Records:
-------------------------

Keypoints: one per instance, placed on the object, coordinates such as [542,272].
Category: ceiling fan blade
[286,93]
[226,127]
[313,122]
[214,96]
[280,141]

-------------------------

**SHORT PROBLEM**:
Rewrite these entries with "ceiling fan blade" renamed to "fan blade" and leave everything else unchanged.

**CORRECT ANSWER**:
Keypoints: one per instance, placed on the object, coordinates such as [542,272].
Category: fan blade
[286,93]
[226,127]
[313,122]
[214,96]
[280,141]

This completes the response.